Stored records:
☆ ☆ ☆ ☆ ☆ ☆ ☆

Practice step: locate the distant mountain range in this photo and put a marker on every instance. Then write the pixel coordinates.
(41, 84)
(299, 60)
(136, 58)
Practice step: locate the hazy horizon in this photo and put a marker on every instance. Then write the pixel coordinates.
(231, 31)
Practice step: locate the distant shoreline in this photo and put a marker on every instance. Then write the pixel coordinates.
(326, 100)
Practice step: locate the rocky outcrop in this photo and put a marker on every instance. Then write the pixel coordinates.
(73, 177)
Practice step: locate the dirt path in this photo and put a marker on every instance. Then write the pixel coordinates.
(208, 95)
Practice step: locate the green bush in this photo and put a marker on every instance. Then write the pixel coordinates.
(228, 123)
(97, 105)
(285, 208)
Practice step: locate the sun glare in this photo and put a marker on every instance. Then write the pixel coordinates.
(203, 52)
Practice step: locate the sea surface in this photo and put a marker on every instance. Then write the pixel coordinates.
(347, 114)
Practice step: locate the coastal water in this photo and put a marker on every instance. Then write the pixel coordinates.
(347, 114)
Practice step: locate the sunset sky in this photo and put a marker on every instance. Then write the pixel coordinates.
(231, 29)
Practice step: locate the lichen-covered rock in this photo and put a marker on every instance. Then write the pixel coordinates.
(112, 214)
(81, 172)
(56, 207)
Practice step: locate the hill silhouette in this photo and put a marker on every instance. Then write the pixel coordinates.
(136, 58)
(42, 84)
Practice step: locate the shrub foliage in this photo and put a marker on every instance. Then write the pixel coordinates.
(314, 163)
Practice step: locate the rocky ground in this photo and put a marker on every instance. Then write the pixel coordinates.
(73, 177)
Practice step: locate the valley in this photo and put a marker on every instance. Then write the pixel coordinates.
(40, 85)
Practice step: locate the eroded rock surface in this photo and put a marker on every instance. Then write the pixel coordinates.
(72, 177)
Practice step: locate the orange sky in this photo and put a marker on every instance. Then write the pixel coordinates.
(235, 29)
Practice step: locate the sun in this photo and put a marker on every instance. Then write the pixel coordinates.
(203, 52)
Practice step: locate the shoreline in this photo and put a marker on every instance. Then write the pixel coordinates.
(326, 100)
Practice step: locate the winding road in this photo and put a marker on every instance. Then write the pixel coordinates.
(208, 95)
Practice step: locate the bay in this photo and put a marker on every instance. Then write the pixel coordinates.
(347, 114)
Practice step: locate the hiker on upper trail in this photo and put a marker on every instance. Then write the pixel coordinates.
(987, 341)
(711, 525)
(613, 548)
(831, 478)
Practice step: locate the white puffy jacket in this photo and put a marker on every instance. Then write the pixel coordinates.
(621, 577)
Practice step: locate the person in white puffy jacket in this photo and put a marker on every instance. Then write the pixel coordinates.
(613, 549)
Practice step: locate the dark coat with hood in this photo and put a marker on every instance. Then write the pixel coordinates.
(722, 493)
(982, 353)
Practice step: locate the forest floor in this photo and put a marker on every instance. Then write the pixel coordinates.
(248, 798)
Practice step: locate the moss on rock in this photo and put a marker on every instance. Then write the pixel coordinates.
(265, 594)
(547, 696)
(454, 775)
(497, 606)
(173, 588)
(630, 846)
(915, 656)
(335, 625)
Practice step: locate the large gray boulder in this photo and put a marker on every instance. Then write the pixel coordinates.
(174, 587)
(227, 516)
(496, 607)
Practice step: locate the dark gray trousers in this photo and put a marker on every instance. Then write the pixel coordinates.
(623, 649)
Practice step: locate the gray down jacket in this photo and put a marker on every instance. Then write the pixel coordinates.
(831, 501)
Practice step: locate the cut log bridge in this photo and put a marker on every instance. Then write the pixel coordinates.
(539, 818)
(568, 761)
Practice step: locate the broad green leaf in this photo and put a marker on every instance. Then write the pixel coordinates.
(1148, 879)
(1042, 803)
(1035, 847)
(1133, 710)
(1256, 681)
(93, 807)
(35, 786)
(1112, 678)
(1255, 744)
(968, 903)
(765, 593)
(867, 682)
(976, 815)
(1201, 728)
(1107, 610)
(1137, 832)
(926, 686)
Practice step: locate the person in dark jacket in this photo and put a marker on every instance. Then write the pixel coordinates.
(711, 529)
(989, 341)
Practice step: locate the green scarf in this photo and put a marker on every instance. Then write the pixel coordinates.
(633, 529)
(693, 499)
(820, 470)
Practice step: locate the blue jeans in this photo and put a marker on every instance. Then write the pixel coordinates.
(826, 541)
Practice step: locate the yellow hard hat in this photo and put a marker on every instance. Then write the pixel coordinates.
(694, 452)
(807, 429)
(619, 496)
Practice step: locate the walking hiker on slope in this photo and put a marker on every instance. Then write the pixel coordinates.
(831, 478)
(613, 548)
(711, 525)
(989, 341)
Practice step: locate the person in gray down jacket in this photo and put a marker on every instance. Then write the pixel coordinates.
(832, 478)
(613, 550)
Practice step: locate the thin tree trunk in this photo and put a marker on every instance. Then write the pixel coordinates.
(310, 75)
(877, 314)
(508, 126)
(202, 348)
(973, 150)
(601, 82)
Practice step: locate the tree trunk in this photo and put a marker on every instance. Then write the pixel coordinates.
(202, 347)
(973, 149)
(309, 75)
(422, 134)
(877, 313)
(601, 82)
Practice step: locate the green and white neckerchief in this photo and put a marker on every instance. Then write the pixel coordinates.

☆ ☆ ☆ ☆ ☆ ☆ ☆

WRITTEN TASK:
Write out, word for word, every line from the one containing "Practice step: locate the walking" through the last line of the records above.

IN RESPONSE:
Practice step: locate the walking hiker on slope in this photo and put a marker on every instance. Then write the pixel coordinates.
(831, 478)
(613, 548)
(711, 525)
(989, 341)
Practice step: locate the person in gray down jacket in this photo and put a marker on every instance. Then write the pixel coordinates.
(832, 478)
(613, 550)
Practice step: locate the thin tree trunk in this photo and put a marker on every instance. Then write the pixel coordinates.
(310, 75)
(877, 314)
(508, 126)
(202, 348)
(973, 150)
(601, 82)
Practice step: locate the tree trunk in this photo and put a marker on every instance. Then write the pixel coordinates.
(202, 347)
(973, 149)
(309, 75)
(422, 134)
(877, 313)
(601, 82)
Practice step: locate the green and white neckerchief in this photo and put a marker on every instance. Then write the pixel coordinates.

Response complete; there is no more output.